TASK INPUT:
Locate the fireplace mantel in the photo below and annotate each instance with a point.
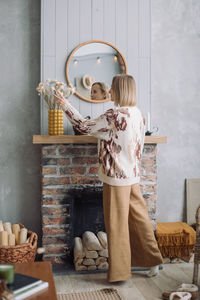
(85, 139)
(69, 167)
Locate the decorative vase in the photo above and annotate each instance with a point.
(55, 122)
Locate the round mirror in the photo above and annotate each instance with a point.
(90, 68)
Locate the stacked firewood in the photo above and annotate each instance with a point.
(91, 252)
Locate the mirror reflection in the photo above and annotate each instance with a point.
(91, 67)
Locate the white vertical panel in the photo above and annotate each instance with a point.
(67, 23)
(132, 55)
(85, 35)
(144, 85)
(48, 52)
(144, 55)
(97, 19)
(48, 72)
(144, 28)
(73, 40)
(61, 45)
(61, 39)
(109, 20)
(97, 34)
(121, 26)
(49, 27)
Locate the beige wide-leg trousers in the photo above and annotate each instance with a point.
(131, 240)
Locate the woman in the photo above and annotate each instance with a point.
(120, 134)
(99, 91)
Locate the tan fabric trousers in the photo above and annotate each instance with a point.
(131, 240)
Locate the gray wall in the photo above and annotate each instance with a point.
(19, 112)
(176, 99)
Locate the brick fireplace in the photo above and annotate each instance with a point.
(69, 175)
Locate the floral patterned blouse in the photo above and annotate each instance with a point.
(120, 132)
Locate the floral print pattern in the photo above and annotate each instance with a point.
(121, 137)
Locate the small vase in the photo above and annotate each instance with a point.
(55, 122)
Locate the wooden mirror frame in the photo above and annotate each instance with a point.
(69, 59)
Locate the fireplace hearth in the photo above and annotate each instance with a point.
(72, 195)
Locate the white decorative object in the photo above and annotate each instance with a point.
(49, 88)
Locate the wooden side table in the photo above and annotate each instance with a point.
(43, 271)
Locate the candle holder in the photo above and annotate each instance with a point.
(154, 130)
(148, 132)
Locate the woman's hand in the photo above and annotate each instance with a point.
(60, 100)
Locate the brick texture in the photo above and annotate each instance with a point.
(65, 167)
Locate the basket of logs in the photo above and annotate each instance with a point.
(17, 243)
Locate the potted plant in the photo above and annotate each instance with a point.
(55, 114)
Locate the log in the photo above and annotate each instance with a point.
(79, 266)
(88, 262)
(90, 241)
(100, 260)
(102, 236)
(78, 249)
(1, 226)
(90, 253)
(103, 266)
(92, 267)
(103, 252)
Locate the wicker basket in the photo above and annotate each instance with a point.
(20, 253)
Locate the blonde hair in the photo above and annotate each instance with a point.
(124, 90)
(104, 88)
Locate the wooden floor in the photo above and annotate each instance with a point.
(139, 287)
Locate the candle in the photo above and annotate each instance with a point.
(148, 122)
(7, 272)
(3, 238)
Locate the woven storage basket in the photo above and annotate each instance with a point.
(20, 253)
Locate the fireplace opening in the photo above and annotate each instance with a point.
(86, 213)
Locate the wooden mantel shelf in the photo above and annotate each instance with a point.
(85, 139)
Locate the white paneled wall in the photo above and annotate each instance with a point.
(125, 24)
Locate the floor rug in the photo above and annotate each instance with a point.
(104, 294)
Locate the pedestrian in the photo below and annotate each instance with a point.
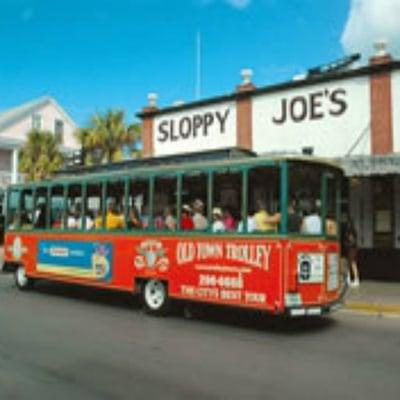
(350, 249)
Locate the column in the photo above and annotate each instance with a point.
(381, 103)
(14, 166)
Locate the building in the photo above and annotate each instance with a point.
(350, 115)
(42, 114)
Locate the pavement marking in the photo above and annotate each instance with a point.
(374, 308)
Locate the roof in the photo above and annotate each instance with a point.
(197, 166)
(13, 115)
(308, 81)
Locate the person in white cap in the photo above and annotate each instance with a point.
(199, 220)
(218, 225)
(186, 218)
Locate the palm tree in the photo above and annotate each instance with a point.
(40, 156)
(103, 140)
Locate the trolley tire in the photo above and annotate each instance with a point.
(22, 282)
(155, 297)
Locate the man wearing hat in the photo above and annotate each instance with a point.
(199, 220)
(218, 225)
(186, 218)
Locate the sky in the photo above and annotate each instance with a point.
(95, 55)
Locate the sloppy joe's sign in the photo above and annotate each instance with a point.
(331, 117)
(205, 128)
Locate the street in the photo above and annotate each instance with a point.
(66, 342)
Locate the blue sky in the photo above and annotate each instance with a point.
(92, 55)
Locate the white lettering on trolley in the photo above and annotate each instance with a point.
(255, 255)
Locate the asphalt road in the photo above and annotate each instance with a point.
(62, 342)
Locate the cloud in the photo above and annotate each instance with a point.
(238, 4)
(371, 20)
(27, 14)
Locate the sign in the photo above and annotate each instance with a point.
(330, 117)
(205, 128)
(87, 260)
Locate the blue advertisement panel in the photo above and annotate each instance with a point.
(88, 260)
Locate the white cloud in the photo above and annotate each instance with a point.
(371, 20)
(27, 14)
(239, 4)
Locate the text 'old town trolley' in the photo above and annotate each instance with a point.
(252, 232)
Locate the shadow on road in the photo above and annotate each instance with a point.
(211, 314)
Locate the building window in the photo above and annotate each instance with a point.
(36, 122)
(59, 127)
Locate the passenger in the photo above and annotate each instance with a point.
(72, 222)
(40, 221)
(228, 220)
(294, 218)
(264, 221)
(330, 226)
(89, 221)
(98, 222)
(159, 221)
(218, 225)
(114, 220)
(57, 221)
(170, 221)
(312, 224)
(199, 220)
(186, 218)
(251, 224)
(144, 218)
(134, 219)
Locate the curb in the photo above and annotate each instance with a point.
(373, 308)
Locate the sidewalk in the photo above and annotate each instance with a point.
(374, 297)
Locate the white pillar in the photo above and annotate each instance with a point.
(14, 166)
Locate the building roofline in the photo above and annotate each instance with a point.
(15, 114)
(328, 77)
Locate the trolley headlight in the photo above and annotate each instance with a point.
(310, 267)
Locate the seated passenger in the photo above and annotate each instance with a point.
(98, 221)
(199, 220)
(228, 220)
(89, 222)
(330, 226)
(170, 221)
(57, 220)
(217, 225)
(312, 223)
(144, 218)
(294, 218)
(72, 221)
(114, 220)
(159, 221)
(264, 221)
(186, 218)
(134, 219)
(251, 224)
(40, 220)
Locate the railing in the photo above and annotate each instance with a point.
(5, 178)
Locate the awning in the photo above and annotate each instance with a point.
(371, 165)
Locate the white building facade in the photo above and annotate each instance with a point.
(15, 124)
(352, 116)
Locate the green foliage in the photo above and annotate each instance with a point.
(107, 133)
(41, 155)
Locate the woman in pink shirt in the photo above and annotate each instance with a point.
(229, 221)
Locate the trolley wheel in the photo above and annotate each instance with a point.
(155, 297)
(21, 280)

WHAT TO PRODUCE:
What comes back should match the records exactly, minus any pictures.

COMPLETED TASK:
Locate the fireplace mantel in the photo below and annotate each instance with a point.
(85, 139)
(69, 167)
Locate the decorative vase in the photo above and annotate each instance with a point.
(55, 122)
Locate the round mirror in the photo above and annotate each instance with a point.
(90, 68)
Locate the stacked firewood in the photo above and annotate each instance with a point.
(91, 252)
Locate the mirror reflection in the photo above and annotate each instance with a point.
(91, 67)
Locate the white vertical panel in the photo above and annotate each instance with a point.
(67, 23)
(132, 55)
(85, 35)
(144, 85)
(48, 52)
(144, 55)
(97, 19)
(48, 72)
(144, 28)
(73, 40)
(61, 45)
(61, 39)
(109, 20)
(97, 34)
(121, 26)
(49, 27)
Locate the beige wide-leg trousers in the photo above and annotate each instance with a point.
(131, 240)
Locate the woman in the photo above and annotate each instance with a point.
(120, 134)
(99, 91)
Locate the tan fabric trousers in the photo above and annotate each instance with a point.
(131, 240)
Locate the gray wall in the photo above and annotate each instance with a point.
(19, 112)
(176, 99)
Locate the brick fireplace in the photo above and annotate each instance with a point.
(69, 175)
Locate the floral patterned blouse in the photo above and annotate each instance with a point.
(120, 132)
Locate the floral print pattern in the photo above and annotate each instance with a point.
(121, 137)
Locate the small vase in the photo above and annotate each instance with a point.
(55, 122)
Locate the wooden mirror frame in the photo above and annotate each instance with a point.
(69, 59)
Locate the fireplace hearth in the photo above and annotate each instance with a point.
(72, 195)
Locate the white decorative object in the photo above and annotate each instance with a point.
(49, 88)
Locate the wooden side table in the photo above and annotate each instance with a point.
(43, 271)
Locate the candle holder in the photo above and annotate each instance with a point.
(154, 130)
(148, 132)
Locate the woman's hand in the photo above and annotate each instance with a point.
(60, 100)
Locate the brick texture in the photo above and annotate each instance with a point.
(65, 167)
Locate the basket of logs in the photo above and annotate each instance with a point.
(17, 243)
Locate the potted plant in the photo above and annotate each instance with a point.
(55, 114)
Locate the log in the photo above and annotate each instance with a point.
(79, 266)
(88, 262)
(90, 241)
(100, 260)
(102, 236)
(78, 249)
(1, 226)
(90, 253)
(103, 266)
(92, 267)
(103, 252)
Locate the wicker basket in the photo above and annotate each instance with a point.
(20, 253)
Locate the blonde hair in the photo above and annotate each instance with a point.
(124, 90)
(104, 88)
Locate the wooden floor in the photo above and annotate each instance with a point.
(139, 287)
Locate the candle in the photo above and annotate each instance with a point.
(148, 122)
(7, 272)
(3, 238)
Locate the woven storage basket in the photo above and annotate each instance with a point.
(20, 253)
Locate the fireplace opening in the photo above and annotate each instance with a point.
(86, 213)
Locate the wooden mantel shelf in the photo above and annotate each instance with a point.
(85, 139)
Locate the white paneled wall in the photo above and annotate each instance with a point.
(125, 24)
Locate the floor rug in the photo above and annotate each instance with a point.
(104, 294)
Locate the pedestrian in the photo below and annotate each instance with a point.
(350, 249)
Locate the column in the photo above and annotate each instance with a point.
(381, 103)
(14, 166)
Locate the building in the photo above and annotate each instance with a point.
(350, 115)
(42, 114)
Locate the pavement marking in the photo above and annotate each instance with a point.
(374, 308)
Locate the roof in the photo above and annotate each instance with a point.
(197, 166)
(13, 115)
(308, 81)
Locate the person in white cap in the photo above and annotate each instance with a point.
(199, 220)
(218, 225)
(186, 218)
Locate the palm tree in the photo above and annotate each instance with a point.
(40, 156)
(103, 140)
Locate the trolley tire in the photo above and annotate each instance with a point.
(22, 282)
(155, 297)
Locate the man wearing hat in the photo above and annotate each instance with a point.
(199, 220)
(218, 225)
(186, 218)
Locate the sky in the photo above and annotate each instance with a point.
(95, 55)
Locate the sloppy joe's sign in the photo above and annotate each instance with a point.
(331, 117)
(205, 128)
Locate the street in the photo above and annotate each instance with a point.
(66, 342)
Locate the blue sky in the photo above and annotate each instance with a point.
(92, 55)
Locate the white lettering on trolley in the photo above and annotate each instance with a point.
(255, 255)
Locate the asphalt road in the photo above and annotate each instance with a point.
(62, 342)
Locate the cloud in the photo above and annotate each instance with a point.
(238, 4)
(371, 20)
(27, 14)
Locate the sign in the photo above and annotate each instance with a point.
(330, 117)
(205, 128)
(87, 260)
Locate the blue advertisement panel in the photo above and annotate each instance with a point.
(88, 260)
Locate the white cloud in the photo above and annotate each instance with a point.
(371, 20)
(27, 14)
(239, 4)
Locate the text 'old town trolley' in the photo above and annotate each instance with a point.
(252, 232)
Locate the shadow on road in the photo above and annotate each instance with a point.
(211, 314)
Locate the building window in the photo above and annotate each instance with a point.
(36, 122)
(59, 127)
Locate the passenger in the photo above and annotate each instance with a point.
(72, 222)
(40, 221)
(228, 220)
(294, 218)
(264, 221)
(330, 226)
(89, 221)
(98, 222)
(159, 221)
(218, 225)
(114, 220)
(57, 221)
(170, 221)
(312, 224)
(199, 220)
(186, 218)
(251, 224)
(144, 218)
(134, 219)
Locate the curb in the photo above and annotate each instance with a point.
(373, 308)
Locate the sidewalk in the photo above and annotate each instance with a point.
(374, 297)
Locate the white pillar in the photo above and annotate each instance with a point.
(14, 166)
Locate the building roofline in the photo above and annotate each instance with a point.
(15, 114)
(328, 77)
Locate the trolley headlight in the photo above and annotate each instance with a point.
(310, 267)
Locate the seated passenger in the photo above and annotate each instance with a point.
(98, 221)
(199, 220)
(228, 220)
(89, 222)
(330, 226)
(170, 221)
(57, 220)
(217, 225)
(312, 223)
(144, 218)
(294, 218)
(72, 221)
(114, 220)
(159, 221)
(264, 221)
(186, 218)
(134, 219)
(251, 224)
(40, 220)
Locate the railing in the photo above and annotate each instance with a point.
(5, 178)
Locate the awning in the photo above and annotate each instance with a point.
(371, 165)
Locate the white building facade in the photo above and annotate each instance with a point.
(15, 124)
(352, 116)
Locate the green foliage in the photo above and annotate each instance with a point.
(107, 133)
(41, 155)
Locate the woman in pink shirt in the photo above and annotate each instance with a point.
(229, 221)
Locate the trolley wheel in the photo above and annotate each instance with a point.
(155, 297)
(21, 280)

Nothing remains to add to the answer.